### Exercise goal
Rewrite the listing below, swapping every "single space" for "comma" and keeping all other text identical.

### Data for the task
☆ ☆ ☆ ☆ ☆ ☆ ☆

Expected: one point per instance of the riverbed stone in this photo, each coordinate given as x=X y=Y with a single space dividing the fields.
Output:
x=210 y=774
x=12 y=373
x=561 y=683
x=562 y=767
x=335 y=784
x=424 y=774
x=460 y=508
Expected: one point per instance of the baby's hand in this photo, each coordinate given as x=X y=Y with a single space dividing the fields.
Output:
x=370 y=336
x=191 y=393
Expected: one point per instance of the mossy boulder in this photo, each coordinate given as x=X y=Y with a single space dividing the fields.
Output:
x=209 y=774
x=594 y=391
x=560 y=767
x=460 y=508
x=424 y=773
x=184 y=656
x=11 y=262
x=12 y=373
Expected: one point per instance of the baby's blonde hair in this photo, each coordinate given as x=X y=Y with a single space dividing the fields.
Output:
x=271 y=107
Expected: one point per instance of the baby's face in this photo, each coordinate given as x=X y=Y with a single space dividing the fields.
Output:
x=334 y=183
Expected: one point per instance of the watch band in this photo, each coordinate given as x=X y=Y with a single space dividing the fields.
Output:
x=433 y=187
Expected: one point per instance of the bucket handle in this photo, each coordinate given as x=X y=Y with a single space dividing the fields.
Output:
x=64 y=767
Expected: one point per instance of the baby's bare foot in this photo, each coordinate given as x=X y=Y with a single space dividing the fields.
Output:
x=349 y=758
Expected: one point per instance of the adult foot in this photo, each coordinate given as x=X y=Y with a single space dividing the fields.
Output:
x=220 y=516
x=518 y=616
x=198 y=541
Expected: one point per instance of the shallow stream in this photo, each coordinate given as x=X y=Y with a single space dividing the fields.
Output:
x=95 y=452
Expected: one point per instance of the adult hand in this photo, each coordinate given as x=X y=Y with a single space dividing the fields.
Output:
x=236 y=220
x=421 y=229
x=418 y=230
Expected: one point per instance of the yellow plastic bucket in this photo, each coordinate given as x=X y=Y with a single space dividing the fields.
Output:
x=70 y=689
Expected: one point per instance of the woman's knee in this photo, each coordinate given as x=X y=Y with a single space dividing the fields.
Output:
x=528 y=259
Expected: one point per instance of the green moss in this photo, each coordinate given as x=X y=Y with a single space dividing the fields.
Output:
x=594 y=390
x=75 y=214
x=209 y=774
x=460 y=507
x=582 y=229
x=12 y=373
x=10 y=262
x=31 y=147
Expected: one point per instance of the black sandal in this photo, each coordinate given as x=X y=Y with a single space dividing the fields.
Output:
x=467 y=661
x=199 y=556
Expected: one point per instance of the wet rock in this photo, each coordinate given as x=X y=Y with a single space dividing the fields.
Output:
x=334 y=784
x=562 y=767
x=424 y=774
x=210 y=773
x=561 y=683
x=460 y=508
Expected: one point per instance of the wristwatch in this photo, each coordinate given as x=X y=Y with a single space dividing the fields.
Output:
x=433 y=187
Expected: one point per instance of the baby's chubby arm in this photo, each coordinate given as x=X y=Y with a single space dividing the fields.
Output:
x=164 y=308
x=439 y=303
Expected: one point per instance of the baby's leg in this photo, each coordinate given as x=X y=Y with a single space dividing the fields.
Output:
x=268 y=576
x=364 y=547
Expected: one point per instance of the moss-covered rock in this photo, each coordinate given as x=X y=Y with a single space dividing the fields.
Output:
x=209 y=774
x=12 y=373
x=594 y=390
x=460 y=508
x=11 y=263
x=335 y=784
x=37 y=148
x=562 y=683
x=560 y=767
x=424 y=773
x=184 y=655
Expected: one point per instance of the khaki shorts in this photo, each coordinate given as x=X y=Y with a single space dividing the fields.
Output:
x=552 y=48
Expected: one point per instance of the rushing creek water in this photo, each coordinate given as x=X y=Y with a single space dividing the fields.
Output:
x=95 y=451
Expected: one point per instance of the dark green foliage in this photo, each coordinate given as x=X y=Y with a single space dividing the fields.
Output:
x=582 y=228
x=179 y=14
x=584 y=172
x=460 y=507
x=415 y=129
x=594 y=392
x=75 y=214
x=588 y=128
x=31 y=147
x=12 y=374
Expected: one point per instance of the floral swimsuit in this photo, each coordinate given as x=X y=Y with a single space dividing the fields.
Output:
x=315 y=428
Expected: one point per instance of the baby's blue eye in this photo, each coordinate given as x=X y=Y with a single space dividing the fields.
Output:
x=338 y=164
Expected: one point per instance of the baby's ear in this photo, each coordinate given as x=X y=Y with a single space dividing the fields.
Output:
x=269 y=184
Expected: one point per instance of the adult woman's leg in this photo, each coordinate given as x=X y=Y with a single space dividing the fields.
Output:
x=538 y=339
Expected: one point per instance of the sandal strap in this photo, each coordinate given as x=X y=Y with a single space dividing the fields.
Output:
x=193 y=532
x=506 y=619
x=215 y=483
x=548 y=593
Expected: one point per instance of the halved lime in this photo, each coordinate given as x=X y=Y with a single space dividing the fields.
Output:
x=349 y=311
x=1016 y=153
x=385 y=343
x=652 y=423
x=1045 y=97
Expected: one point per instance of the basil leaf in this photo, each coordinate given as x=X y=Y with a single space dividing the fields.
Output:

☆ ☆ ☆ ☆ ☆ ☆ ☆

### Result below
Expected: one point per instance of the riverbed stone in this photo, each coordinate given as x=X y=Y with a comma dividing the fields.
Output:
x=210 y=774
x=12 y=373
x=561 y=683
x=562 y=767
x=335 y=784
x=424 y=774
x=460 y=508
Expected: one point per instance of the baby's hand in this photo, each coordinate given as x=X y=Y with a comma dividing the fields.
Output:
x=370 y=336
x=191 y=393
Expected: one point per instance of the mossy boulder in this photo, each coordinate given as x=X y=Y with a comma dividing the fields.
Output:
x=209 y=774
x=594 y=391
x=560 y=767
x=460 y=508
x=424 y=773
x=184 y=656
x=11 y=262
x=12 y=373
Expected: one point per instance of the baby's blonde hair in this photo, each coordinate given as x=X y=Y with a comma dividing the fields.
Output:
x=271 y=107
Expected: one point per instance of the baby's face in this photo, each coordinate given as x=X y=Y with a comma dividing the fields.
Output:
x=334 y=183
Expected: one point per instance of the watch band in this photo, each coordinate given as x=X y=Y with a comma dividing the fields.
Output:
x=433 y=187
Expected: one point per instance of the bucket handle in this photo, each coordinate given as x=X y=Y with a comma dividing the fields.
Output:
x=64 y=767
Expected: one point per instance of the baby's bare foot in this photo, each coordinate given as x=X y=Y with a comma dividing the fields.
Output:
x=349 y=758
Expected: one point per instance of the adult foot in this photo, each coordinate given as x=X y=Y with a comma dividing the fields.
Output:
x=220 y=516
x=518 y=616
x=198 y=541
Expected: one point per instance of the shallow stream in this photo, each coordinate given as x=X y=Y with a comma dividing the fields.
Output:
x=95 y=452
Expected: one point per instance of the adult hand in this photo, each coordinate given as x=X y=Y with a comma dividing the fields.
Output:
x=236 y=220
x=421 y=229
x=418 y=230
Expected: one point per instance of the yellow plastic bucket in this photo, each coordinate given as x=X y=Y with a comma dividing the fields.
Output:
x=70 y=689
Expected: one point per instance of the woman's knee in this photo, each coordinate given as x=X y=Y with a comma dividing the fields.
Output:
x=528 y=259
Expected: one point per instance of the green moss in this photo, each coordinate given as x=X y=Y with a comma dividing the fields.
Output:
x=594 y=390
x=75 y=214
x=209 y=774
x=460 y=507
x=582 y=229
x=12 y=373
x=10 y=262
x=31 y=147
Expected: one point per instance of the black sandal in this photo, each coordinate given as x=X y=Y with a comma dividing the fields.
Output:
x=467 y=661
x=199 y=556
Expected: one point per instance of the wet rock in this photo, each coordinate given as x=X y=Y with a comma dividing the fields.
Output:
x=334 y=784
x=562 y=767
x=424 y=774
x=210 y=773
x=561 y=683
x=460 y=508
Expected: one point per instance of the wristwatch in this photo, each coordinate given as x=X y=Y with a comma dividing the fields.
Output:
x=433 y=187
Expected: one point per instance of the baby's chubby arm in this photo, each coordinate given as x=X y=Y with a comma dividing the fields.
Output:
x=164 y=308
x=439 y=303
Expected: one point per instance of the baby's leg in this photo, each coordinate given as x=X y=Y with a comma dividing the fields.
Output:
x=268 y=576
x=364 y=547
Expected: one point per instance of the moss-covered rock in this photo, each coordinate given as x=X y=Y with a comma dividing the fields.
Output:
x=209 y=774
x=12 y=373
x=594 y=390
x=460 y=508
x=11 y=263
x=335 y=784
x=37 y=148
x=562 y=683
x=560 y=767
x=424 y=773
x=184 y=655
Expected: one point per instance of the khaki shorts in this photo, each coordinate given as x=X y=Y with a comma dividing the fields.
Output:
x=552 y=48
Expected: one point per instance of the rushing creek water in this photo, each coordinate given as x=X y=Y with a comma dividing the fields.
Output:
x=95 y=451
Expected: one point per instance of the dark green foliage in this photo, each coordinate given as x=X y=Y with a comma dividing the fields.
Output:
x=582 y=228
x=179 y=14
x=584 y=172
x=460 y=507
x=415 y=129
x=594 y=392
x=75 y=214
x=588 y=128
x=31 y=147
x=12 y=374
Expected: one point per instance of the floral swimsuit in this photo, each coordinate given as x=X y=Y with a comma dividing the fields.
Output:
x=315 y=428
Expected: one point per instance of the baby's blue eye in this photo, each coordinate given as x=X y=Y with a comma dividing the fields.
Output:
x=338 y=164
Expected: one point per instance of the baby's ear in this photo, each coordinate given as x=X y=Y with a comma dividing the fields.
Output:
x=269 y=184
Expected: one point per instance of the adult woman's leg in this photo, each coordinate given as x=X y=Y with a comma dividing the fields.
Output:
x=538 y=339
Expected: one point per instance of the sandal strap in this photo, each coordinate given as x=X y=Y with a comma dividing the fields.
Output:
x=193 y=532
x=506 y=619
x=215 y=483
x=548 y=593
Expected: one point per instance of the halved lime in this photo, each coordinate given as x=X y=Y with a comma dividing the fields.
Output:
x=349 y=311
x=1016 y=153
x=385 y=343
x=652 y=423
x=1045 y=97
Expected: one point per instance of the basil leaf in this photo, each coordinate given as x=X y=Y with a comma dividing the fields.
Output:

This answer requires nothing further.